## [Source data]
- - -
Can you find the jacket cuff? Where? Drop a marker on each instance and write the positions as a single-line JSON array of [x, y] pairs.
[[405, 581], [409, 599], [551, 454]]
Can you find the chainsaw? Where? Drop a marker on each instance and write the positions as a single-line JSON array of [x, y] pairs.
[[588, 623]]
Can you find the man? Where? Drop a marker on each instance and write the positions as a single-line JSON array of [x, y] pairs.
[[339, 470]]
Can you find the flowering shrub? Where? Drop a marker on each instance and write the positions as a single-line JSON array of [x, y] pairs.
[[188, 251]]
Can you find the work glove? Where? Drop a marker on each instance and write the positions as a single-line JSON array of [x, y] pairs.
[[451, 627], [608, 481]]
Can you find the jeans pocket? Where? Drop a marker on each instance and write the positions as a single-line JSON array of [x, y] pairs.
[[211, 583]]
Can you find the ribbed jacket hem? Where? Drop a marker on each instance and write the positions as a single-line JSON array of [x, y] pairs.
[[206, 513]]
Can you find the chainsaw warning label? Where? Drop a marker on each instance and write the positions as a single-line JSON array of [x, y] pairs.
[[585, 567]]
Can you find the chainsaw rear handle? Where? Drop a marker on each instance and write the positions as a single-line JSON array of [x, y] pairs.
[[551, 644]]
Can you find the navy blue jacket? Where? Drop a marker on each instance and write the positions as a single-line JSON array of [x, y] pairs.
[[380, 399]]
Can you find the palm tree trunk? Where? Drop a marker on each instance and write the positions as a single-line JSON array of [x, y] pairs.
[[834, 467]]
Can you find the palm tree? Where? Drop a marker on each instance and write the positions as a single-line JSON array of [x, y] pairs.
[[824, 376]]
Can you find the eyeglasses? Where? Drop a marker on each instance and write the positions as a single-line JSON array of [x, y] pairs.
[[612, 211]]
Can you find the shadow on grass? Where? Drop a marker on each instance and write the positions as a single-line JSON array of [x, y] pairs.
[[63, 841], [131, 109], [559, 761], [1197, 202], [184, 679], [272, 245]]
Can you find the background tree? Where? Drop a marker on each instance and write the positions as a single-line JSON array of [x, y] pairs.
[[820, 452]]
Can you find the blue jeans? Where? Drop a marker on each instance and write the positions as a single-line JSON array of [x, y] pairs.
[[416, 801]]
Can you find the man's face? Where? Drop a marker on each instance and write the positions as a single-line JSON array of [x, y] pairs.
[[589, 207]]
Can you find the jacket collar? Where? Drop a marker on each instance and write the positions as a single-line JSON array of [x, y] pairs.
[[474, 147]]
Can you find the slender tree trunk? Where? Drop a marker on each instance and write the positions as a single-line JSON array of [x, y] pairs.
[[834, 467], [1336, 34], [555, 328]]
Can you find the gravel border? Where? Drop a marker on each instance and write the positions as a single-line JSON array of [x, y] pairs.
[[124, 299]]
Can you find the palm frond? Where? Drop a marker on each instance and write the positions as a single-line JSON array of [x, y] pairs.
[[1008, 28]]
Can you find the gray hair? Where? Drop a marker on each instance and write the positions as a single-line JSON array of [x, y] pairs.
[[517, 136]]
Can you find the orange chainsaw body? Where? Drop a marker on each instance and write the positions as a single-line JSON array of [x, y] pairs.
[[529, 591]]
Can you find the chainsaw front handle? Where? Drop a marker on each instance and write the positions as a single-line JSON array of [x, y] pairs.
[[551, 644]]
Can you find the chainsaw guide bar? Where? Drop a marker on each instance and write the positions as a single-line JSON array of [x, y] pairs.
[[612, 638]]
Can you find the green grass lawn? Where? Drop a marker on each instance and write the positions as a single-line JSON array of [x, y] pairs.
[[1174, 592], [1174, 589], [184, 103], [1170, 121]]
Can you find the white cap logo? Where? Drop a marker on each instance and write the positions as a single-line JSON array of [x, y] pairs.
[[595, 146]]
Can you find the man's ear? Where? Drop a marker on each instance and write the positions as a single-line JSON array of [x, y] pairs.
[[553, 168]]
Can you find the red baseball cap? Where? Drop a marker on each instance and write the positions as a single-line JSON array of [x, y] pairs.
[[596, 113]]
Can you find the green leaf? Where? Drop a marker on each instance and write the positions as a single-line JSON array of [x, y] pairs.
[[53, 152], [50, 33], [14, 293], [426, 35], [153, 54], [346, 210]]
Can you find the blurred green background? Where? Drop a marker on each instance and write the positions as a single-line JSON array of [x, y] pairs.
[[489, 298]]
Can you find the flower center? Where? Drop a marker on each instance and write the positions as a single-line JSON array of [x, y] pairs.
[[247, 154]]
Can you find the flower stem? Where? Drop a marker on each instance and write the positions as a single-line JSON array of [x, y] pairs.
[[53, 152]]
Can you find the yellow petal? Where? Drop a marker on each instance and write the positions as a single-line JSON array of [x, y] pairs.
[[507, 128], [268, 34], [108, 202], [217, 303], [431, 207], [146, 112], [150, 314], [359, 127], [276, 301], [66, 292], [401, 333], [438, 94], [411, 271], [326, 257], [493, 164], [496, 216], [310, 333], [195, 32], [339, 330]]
- - -
## [Aim of the exercise]
Copy the entries exactly, leaving no line out.

## [Exercise response]
Can you find the jacket cuff? Where? Drop a marker on each instance and write the positions as a single-line JSON array of [x, y] pairs.
[[405, 581], [409, 599], [551, 454]]
Can you find the chainsaw? Where? Drop a marker on each instance and write the positions as a single-line JSON array of [x, y] pairs.
[[588, 623]]
Can you find the man? Where? Drop a marker on each instance and write the positions as a single-line JSON array of [x, y] pairs.
[[339, 470]]
Can you find the flowering shrub? Where? Drop a marker on each instance and write the positions as a single-line JSON array of [x, y] pairs.
[[188, 251]]
Can you find the work glove? Where? Drop a marker on each instance and write the positions as a single-line JSON array of [x, y] pairs.
[[451, 627], [608, 481]]
Can you find the jeans pocket? Where? Drop a marker on each instance and write the positions as a single-line JSON array of [x, y] pairs.
[[211, 583]]
Can you find the ribbed jacket hem? Where? Drop a marker on each instance and write the positions as a single-line JSON array of [x, y] pairs.
[[206, 513]]
Can you find the chainsaw warning label? Where? Drop a marker on each instance and write the positions as a single-line JSON array of [x, y] pairs.
[[585, 567]]
Can you find the chainsaw rear handle? Where? Drop a marker on each instance and write the positions as a single-line JSON array of [x, y] pairs.
[[551, 644]]
Can you find the navy blue jacket? Where? Drop a marker on each instance and write the positions as a single-line JSON array of [x, y] pairs.
[[380, 399]]
Can you find the palm tree trunk? Where? Drop a marker on each instance and write the positions as a single-line JSON array of [x, y] pairs.
[[834, 467]]
Can you find the palm tree? Where? Drop a marker on each instance and write the positions as a single-line JSON array of [x, y] pairs.
[[824, 376]]
Can you find the eyeglasses? Where? Drop a marker on each instance and write the positions as a single-line JSON array of [x, y] pairs.
[[612, 211]]
Can you find the shadow on grass? Where? Drop a marker on each instance and write the positions as a single-line JSON array of [x, y] pairs.
[[63, 841], [131, 109], [559, 761], [1197, 202], [184, 679], [272, 245]]
Can you find the background tree? Where? Drop a marker on each instance and write the positions as a single-line JSON array of [x, y] pairs.
[[820, 452]]
Can you find the blue jeans? Where? Drop a marker on each instance and write the positions as a single-line JSON array of [x, y] pairs.
[[416, 801]]
Can you find the man's face? Where? Drop a marker on each instance and write the positions as a single-line JSON array of [x, y] pairs.
[[589, 207]]
Can you find the jacket collar? Where? Drop a marker on each instance and write the positions as a single-line JSON array of [x, y] pairs.
[[474, 147]]
Can you find the slender tree trunk? Where? Drop a marker on each instance and write the positions as a single-line JSON array of [x, y] pairs.
[[834, 467], [1336, 34], [555, 328]]
Can you find the gravel border? Where? Drop a marker on each instance and write the positions as a single-line JSON array of [x, y] pairs.
[[124, 299]]
Can you find the palm frond? Where? Drop a marker on each instance and write the positions as a single-line JSON array of [x, y] pairs.
[[1008, 28]]
Can you find the gray hair? Where? Drop a marker on each instance and write the positions as a single-line JSON array of [x, y] pairs.
[[517, 136]]
Can you find the orange chainsaw body? Where? Drop a marker on each instance and write the positions as a single-line JSON array of [x, y] pairs.
[[529, 591]]
Can you find the chainsaw front handle? Where? Drop a marker on each instance and write the positions as a single-line JSON array of [x, y] pairs.
[[551, 644]]
Can you find the chainsaw guide bar? Where? Drop a marker on each instance and write the positions as a single-line JSON array of [x, y] pairs.
[[612, 638]]
Can you find the green grass lawn? Where? Drop a marker on each instance and write the positions as a single-line JSON array of [x, y] pairs.
[[1174, 592], [1174, 589], [184, 103], [1170, 121]]
Can you find the white cap logo? Where? Drop a marker on each instance and write the positions as a single-line JSON array of [x, y] pairs.
[[595, 146]]
Can you find the man's ear? Where? Drop a marker on each instance and write the positions as a single-line JSON array of [x, y] pairs.
[[553, 168]]
Can you find the red baseball cap? Where? Drop a marker on each instance and write the positions as a single-line JSON array of [x, y] pairs.
[[596, 113]]
Can you find the green leaf? Where? Drop a marker on each instance and write the positions as a single-line JSON array of [x, y] pairs.
[[53, 152], [50, 33], [14, 293], [426, 35], [153, 54], [346, 210]]
Can you find the blurred green background? Where? Drop a marker on each instance and write the positions as a single-line JSON array of [x, y] pairs.
[[489, 298]]
Can you find the flower center? Where? Drop a marker on each instance and write the positions as a single-line JSON array of [x, y] pairs.
[[247, 154]]
Can you find the flower stem? Where? Drop a marker on each instance and write the positions as a single-line JSON array of [x, y] pairs.
[[53, 152]]
Can you find the yellow petal? Where? Drop a marker on each instance and write the positions as a single-line JSON array of [x, y] pairs.
[[507, 128], [268, 34], [108, 202], [217, 303], [431, 207], [146, 112], [150, 314], [359, 127], [276, 301], [66, 292], [401, 333], [438, 94], [411, 271], [326, 257], [493, 164], [496, 216], [310, 333], [195, 32], [339, 330]]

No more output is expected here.